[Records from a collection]
— BEGIN —
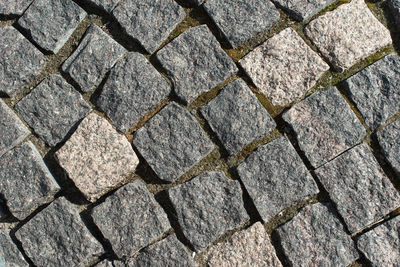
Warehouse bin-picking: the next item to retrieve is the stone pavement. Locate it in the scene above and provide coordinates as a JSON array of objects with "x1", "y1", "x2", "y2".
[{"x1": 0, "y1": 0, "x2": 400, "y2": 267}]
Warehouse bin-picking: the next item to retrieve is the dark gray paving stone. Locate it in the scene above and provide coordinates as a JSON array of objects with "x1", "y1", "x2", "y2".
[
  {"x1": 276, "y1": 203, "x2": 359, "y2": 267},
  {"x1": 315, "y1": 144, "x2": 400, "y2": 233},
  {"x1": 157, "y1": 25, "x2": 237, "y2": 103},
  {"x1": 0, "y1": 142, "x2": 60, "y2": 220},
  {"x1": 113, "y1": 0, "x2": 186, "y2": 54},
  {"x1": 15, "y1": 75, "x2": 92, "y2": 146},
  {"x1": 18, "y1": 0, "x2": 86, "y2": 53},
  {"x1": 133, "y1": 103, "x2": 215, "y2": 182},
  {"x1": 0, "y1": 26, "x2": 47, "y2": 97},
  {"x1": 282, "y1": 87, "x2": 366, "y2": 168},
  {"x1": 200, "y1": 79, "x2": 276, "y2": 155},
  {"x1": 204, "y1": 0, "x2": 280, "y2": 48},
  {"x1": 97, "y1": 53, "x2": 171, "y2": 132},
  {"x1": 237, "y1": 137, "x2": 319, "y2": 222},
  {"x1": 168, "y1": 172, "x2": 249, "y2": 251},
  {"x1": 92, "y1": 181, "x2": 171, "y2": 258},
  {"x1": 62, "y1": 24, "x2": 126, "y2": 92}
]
— END —
AIM ->
Reproduce the lines of the listing above verbatim, omitting the pictures.

IN RESPONSE ->
Warehouse bin-picking: the next item to retrieve is the stone pavement. Locate it in the scene above and provide coordinates as a JSON array of objects with "x1", "y1", "x2", "y2".
[{"x1": 0, "y1": 0, "x2": 400, "y2": 267}]
Warehouse bin-picking: the next item to retrieve is the dark gray paving stone. Locate it in the scene above and provide coordinates as a JSON array of objects with "x1", "y1", "x2", "y2".
[
  {"x1": 276, "y1": 203, "x2": 359, "y2": 267},
  {"x1": 315, "y1": 144, "x2": 400, "y2": 233},
  {"x1": 157, "y1": 25, "x2": 237, "y2": 103},
  {"x1": 0, "y1": 142, "x2": 60, "y2": 220},
  {"x1": 113, "y1": 0, "x2": 186, "y2": 54},
  {"x1": 15, "y1": 75, "x2": 92, "y2": 146},
  {"x1": 18, "y1": 0, "x2": 86, "y2": 53},
  {"x1": 133, "y1": 103, "x2": 215, "y2": 182},
  {"x1": 0, "y1": 26, "x2": 47, "y2": 97},
  {"x1": 282, "y1": 87, "x2": 366, "y2": 168},
  {"x1": 200, "y1": 79, "x2": 276, "y2": 155},
  {"x1": 204, "y1": 0, "x2": 280, "y2": 48},
  {"x1": 97, "y1": 53, "x2": 171, "y2": 132},
  {"x1": 237, "y1": 137, "x2": 319, "y2": 222},
  {"x1": 168, "y1": 172, "x2": 249, "y2": 251},
  {"x1": 92, "y1": 181, "x2": 171, "y2": 258},
  {"x1": 62, "y1": 24, "x2": 126, "y2": 92}
]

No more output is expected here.